**TASK INSTRUCTIONS:** Return exactly the lines below, starting with the one that has "one marker per instance, written like [289,615]" and going on through the one that has "Target: shoreline vegetation".

**RECORD EXCERPTS:**
============================================================

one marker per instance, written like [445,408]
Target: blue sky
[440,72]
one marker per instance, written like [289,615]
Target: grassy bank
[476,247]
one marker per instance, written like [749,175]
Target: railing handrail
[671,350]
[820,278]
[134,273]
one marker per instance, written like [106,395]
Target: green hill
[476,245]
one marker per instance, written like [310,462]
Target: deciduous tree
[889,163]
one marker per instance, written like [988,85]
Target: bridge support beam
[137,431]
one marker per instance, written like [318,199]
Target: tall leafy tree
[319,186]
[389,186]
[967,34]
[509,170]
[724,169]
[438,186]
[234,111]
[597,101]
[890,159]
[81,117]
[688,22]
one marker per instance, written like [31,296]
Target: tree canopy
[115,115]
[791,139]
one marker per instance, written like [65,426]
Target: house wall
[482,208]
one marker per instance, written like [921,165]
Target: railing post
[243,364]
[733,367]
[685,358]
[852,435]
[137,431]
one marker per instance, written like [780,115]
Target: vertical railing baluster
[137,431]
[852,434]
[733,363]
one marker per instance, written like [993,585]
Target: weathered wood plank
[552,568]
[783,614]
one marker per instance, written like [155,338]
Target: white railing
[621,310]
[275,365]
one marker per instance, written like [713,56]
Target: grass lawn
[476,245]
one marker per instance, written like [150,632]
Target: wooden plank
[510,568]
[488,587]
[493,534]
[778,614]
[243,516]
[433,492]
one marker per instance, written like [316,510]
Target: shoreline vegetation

============================================================

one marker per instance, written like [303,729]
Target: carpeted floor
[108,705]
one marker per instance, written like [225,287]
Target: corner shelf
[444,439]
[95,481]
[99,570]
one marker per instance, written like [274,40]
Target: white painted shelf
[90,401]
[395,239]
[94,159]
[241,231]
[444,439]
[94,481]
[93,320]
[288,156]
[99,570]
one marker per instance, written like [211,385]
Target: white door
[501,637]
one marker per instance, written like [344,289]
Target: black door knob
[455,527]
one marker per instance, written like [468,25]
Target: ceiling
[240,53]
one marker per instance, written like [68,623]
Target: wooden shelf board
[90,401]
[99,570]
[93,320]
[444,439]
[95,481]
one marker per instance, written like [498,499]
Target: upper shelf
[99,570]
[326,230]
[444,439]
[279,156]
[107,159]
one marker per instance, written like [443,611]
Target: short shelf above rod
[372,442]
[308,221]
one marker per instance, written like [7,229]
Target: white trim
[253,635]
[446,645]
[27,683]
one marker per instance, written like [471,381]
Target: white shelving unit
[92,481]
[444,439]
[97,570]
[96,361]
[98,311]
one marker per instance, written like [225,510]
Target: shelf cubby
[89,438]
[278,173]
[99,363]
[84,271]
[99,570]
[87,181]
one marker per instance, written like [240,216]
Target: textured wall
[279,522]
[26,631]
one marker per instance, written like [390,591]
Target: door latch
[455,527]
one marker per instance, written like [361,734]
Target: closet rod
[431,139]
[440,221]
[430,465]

============================================================

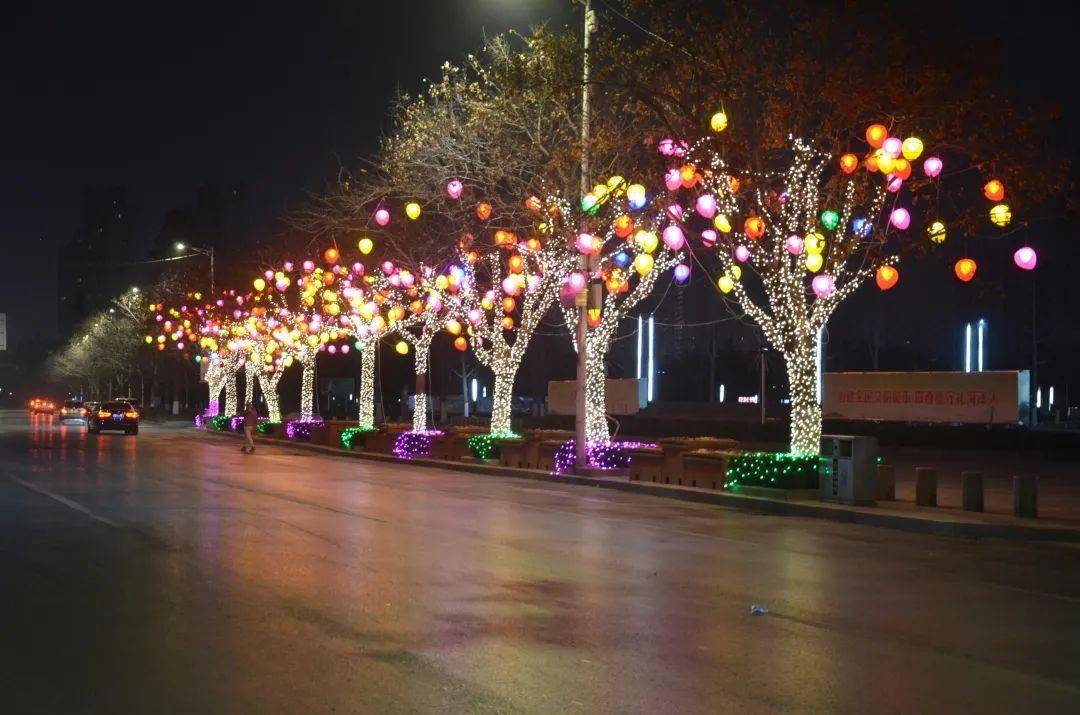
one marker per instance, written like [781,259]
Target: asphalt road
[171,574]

============================================================

**SOLUTION:**
one marker per instance, written like [289,615]
Target: grassy bank
[476,247]
one marker per instance, written like [749,175]
Target: railing handrail
[671,350]
[820,278]
[134,273]
one marker per instance, written like [106,395]
Target: green hill
[476,245]
one marker per instance, written like [310,462]
Target: deciduous tree
[889,163]
one marker per instance, written like [988,85]
Target: bridge support beam
[137,431]
one marker per instance, written like [318,199]
Target: tall leafy tree
[319,186]
[389,186]
[967,34]
[509,170]
[724,169]
[438,186]
[234,111]
[597,101]
[890,159]
[81,117]
[688,22]
one marker per instance, written like [31,296]
Target: tree canopy
[115,115]
[791,139]
one marker per instance, written like [65,426]
Target: house wall
[482,208]
one marker per instance, written like [921,165]
Target: railing post
[243,364]
[733,367]
[685,358]
[852,435]
[137,431]
one marker per instance, written like [780,115]
Target: vertical railing baluster
[137,431]
[852,434]
[733,363]
one marker per instance, written like [993,585]
Target: weathered wood plank
[552,568]
[783,614]
one marker per instance, written like [155,338]
Target: white railing
[621,310]
[275,365]
one marker per instance, written like [713,56]
Target: grass lawn
[476,245]
one marker per instance, written like [150,632]
Target: wooden plank
[510,568]
[488,587]
[493,534]
[778,614]
[243,516]
[433,492]
one marker per instance, written like [316,510]
Target: shoreline vegetation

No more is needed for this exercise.